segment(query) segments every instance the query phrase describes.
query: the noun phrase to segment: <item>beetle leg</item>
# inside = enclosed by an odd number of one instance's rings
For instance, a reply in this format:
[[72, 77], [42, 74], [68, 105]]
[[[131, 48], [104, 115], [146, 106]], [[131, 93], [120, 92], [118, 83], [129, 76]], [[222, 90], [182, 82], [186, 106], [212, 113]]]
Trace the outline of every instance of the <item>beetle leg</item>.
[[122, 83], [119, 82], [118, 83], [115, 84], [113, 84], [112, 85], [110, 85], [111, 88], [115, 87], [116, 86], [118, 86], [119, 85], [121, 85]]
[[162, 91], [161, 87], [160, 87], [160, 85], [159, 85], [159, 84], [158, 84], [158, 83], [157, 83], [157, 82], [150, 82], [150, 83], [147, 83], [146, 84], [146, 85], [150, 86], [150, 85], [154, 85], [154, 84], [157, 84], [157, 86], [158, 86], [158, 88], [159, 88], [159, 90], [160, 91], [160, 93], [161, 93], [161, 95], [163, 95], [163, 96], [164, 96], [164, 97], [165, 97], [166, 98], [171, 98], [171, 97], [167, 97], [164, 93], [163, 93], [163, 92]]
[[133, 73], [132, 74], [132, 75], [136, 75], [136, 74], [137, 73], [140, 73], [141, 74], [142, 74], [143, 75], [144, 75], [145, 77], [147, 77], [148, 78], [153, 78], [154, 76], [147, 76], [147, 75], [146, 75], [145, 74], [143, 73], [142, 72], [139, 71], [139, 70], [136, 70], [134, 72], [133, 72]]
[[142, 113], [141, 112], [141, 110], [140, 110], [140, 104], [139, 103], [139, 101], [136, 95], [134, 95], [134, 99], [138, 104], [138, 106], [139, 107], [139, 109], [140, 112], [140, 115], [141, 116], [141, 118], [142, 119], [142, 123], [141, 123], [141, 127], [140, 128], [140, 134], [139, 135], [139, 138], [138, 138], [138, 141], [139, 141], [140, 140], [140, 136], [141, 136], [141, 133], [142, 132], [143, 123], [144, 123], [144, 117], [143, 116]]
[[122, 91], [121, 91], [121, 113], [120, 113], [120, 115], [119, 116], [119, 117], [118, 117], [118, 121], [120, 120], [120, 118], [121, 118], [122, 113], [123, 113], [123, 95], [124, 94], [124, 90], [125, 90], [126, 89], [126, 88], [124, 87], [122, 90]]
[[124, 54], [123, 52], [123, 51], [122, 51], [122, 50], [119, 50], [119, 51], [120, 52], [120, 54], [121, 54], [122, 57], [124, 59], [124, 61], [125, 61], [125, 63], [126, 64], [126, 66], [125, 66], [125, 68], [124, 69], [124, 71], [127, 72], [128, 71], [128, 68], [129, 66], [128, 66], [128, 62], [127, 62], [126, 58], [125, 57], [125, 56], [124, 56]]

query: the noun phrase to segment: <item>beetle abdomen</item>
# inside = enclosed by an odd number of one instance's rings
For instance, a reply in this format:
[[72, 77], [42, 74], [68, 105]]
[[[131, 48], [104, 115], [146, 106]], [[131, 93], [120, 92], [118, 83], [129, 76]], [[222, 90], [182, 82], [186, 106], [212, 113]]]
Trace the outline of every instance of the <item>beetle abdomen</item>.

● ● ●

Problem to solve
Reproduce the entire listing above, substituting "descriptive term" for every occurrence of "noun phrase" and leaving all other text unchanged.

Response to this task
segment(query) segments every instance the query phrase describes.
query: the descriptive term to segment: <item>beetle leg</item>
# inside = enclosed by an odd number of one instance's rings
For instance, a reply in this format:
[[72, 77], [42, 74], [68, 105]]
[[[131, 48], [104, 115], [146, 106]], [[131, 93], [120, 92], [118, 83], [129, 76]], [[222, 90], [182, 82], [186, 106], [212, 113]]]
Trace the outline of every instance of the <item>beetle leg</item>.
[[122, 83], [119, 82], [118, 83], [115, 84], [113, 84], [112, 85], [110, 85], [111, 88], [115, 87], [116, 86], [118, 86], [119, 85], [121, 85]]
[[162, 91], [161, 87], [160, 87], [160, 85], [159, 85], [159, 84], [158, 84], [158, 83], [157, 83], [157, 82], [150, 82], [150, 83], [147, 83], [146, 84], [146, 85], [150, 86], [150, 85], [154, 85], [154, 84], [157, 84], [157, 86], [158, 86], [158, 88], [159, 88], [159, 90], [160, 91], [160, 93], [161, 93], [161, 95], [163, 95], [163, 96], [164, 96], [164, 97], [165, 97], [166, 98], [171, 98], [171, 97], [167, 97], [164, 93], [163, 93], [163, 92]]
[[133, 73], [132, 74], [132, 75], [136, 75], [136, 74], [137, 73], [140, 73], [141, 74], [142, 74], [143, 75], [144, 75], [145, 77], [147, 77], [148, 78], [153, 78], [154, 76], [147, 76], [147, 75], [146, 75], [145, 74], [143, 73], [142, 72], [139, 71], [139, 70], [136, 70], [134, 72], [133, 72]]
[[142, 113], [141, 112], [141, 110], [140, 110], [140, 104], [139, 103], [139, 101], [136, 95], [134, 95], [134, 99], [138, 104], [138, 106], [139, 107], [139, 109], [140, 112], [140, 115], [141, 116], [141, 118], [142, 119], [142, 123], [141, 123], [141, 127], [140, 128], [140, 134], [139, 135], [139, 138], [138, 138], [138, 141], [139, 141], [140, 140], [140, 136], [141, 136], [141, 133], [142, 132], [143, 123], [144, 123], [144, 117], [143, 116]]
[[122, 91], [121, 91], [121, 113], [120, 113], [120, 115], [119, 116], [119, 117], [118, 117], [118, 121], [120, 120], [120, 118], [121, 118], [122, 113], [123, 113], [123, 95], [124, 94], [124, 90], [125, 90], [126, 89], [126, 88], [124, 87], [122, 90]]
[[124, 54], [123, 52], [123, 51], [122, 51], [122, 50], [119, 50], [119, 51], [120, 52], [120, 54], [121, 54], [122, 57], [124, 59], [124, 61], [125, 61], [125, 63], [126, 64], [126, 66], [125, 66], [125, 68], [124, 69], [124, 71], [127, 72], [128, 71], [128, 68], [129, 66], [128, 66], [128, 62], [127, 62], [126, 58], [125, 57], [125, 56], [124, 56]]

query: the descriptive term to segment: <item>beetle abdomen</item>
# inside = enclosed by an odd number of one instance's rings
For instance, a reply in this format:
[[72, 77], [42, 74], [68, 105]]
[[[131, 48], [104, 115], [146, 106]], [[131, 93], [120, 92], [118, 83], [129, 76]], [[222, 90], [182, 82], [186, 106], [212, 113]]]
Trace the outline of every instance of the <item>beetle abdomen</item>.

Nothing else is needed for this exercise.